YOUR GOAL = Rewrite the listing below from the line containing "Track-and-sign request: indicate each instance of the small" through its final line, keeping every request as it stands. Shift each x and y coordinate in the answer points by -86.

DATA FOR THE TASK =
☆ ☆ ☆

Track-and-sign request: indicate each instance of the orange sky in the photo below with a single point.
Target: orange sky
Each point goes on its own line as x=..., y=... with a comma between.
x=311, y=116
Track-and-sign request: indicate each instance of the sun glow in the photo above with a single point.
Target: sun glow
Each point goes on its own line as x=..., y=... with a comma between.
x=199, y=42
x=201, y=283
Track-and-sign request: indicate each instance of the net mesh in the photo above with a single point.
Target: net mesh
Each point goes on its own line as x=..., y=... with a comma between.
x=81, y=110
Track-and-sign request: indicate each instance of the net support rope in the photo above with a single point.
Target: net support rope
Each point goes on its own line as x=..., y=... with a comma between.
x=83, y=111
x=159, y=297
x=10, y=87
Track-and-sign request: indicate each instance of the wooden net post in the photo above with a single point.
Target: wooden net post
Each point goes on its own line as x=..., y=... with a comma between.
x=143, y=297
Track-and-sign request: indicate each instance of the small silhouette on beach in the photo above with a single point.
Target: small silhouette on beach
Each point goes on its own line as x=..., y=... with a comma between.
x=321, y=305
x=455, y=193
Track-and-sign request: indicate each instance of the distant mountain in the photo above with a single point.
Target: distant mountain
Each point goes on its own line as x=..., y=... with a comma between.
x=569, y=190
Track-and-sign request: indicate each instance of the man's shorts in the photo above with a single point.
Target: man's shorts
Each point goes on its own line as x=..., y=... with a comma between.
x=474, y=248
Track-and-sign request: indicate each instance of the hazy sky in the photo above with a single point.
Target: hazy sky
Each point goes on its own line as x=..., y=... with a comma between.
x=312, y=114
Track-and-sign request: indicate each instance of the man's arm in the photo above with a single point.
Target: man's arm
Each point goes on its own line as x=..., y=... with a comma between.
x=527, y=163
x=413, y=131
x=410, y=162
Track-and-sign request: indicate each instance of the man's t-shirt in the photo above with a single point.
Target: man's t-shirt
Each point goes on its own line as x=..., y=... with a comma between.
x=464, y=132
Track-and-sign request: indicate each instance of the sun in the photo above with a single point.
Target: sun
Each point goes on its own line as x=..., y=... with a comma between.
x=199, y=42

☆ ☆ ☆

RESPONSE BELOW =
Track-and-sign request: indicate each instance of the small silhouette on beach in the photo above with a single point.
Target: small silhouette on beach
Each point goes on its own line as x=..., y=... with a comma between.
x=235, y=219
x=369, y=107
Track-and-sign request: indicate each instance of the distant mountain in the photo above with a single point.
Target: distant mountain
Each point goes on its own line as x=..., y=... with a comma between.
x=483, y=104
Track-and-sign request: indicate each instance of the man's shorts in the photo above with a single point.
Target: man's shorts
Each point goes on its own line as x=..., y=... with a comma between.
x=388, y=162
Track-and-sign request: indicate each instance of the hazy sky in the photo above with a single point.
Target: hazy sky
Each point goes on its own line as x=..., y=... with a comma between.
x=226, y=28
Track-and-sign request: indicate each instance of the man's arm in the photo above with a single point.
Target: man's arm
Each point goes on its own line as x=..., y=... with a comma between.
x=441, y=77
x=327, y=45
x=324, y=76
Track-and-sign request: indicate each instance of the man's t-shirt in the photo above with a single point.
Target: man's t-shirt
Each point goes on its own line as x=..., y=... with a comma between.
x=378, y=46
Track-and-sign request: indicate each instance of the sun in the photo above with a single point.
Target: sun
Each point goes on its own line as x=..., y=... with a comma between.
x=113, y=-44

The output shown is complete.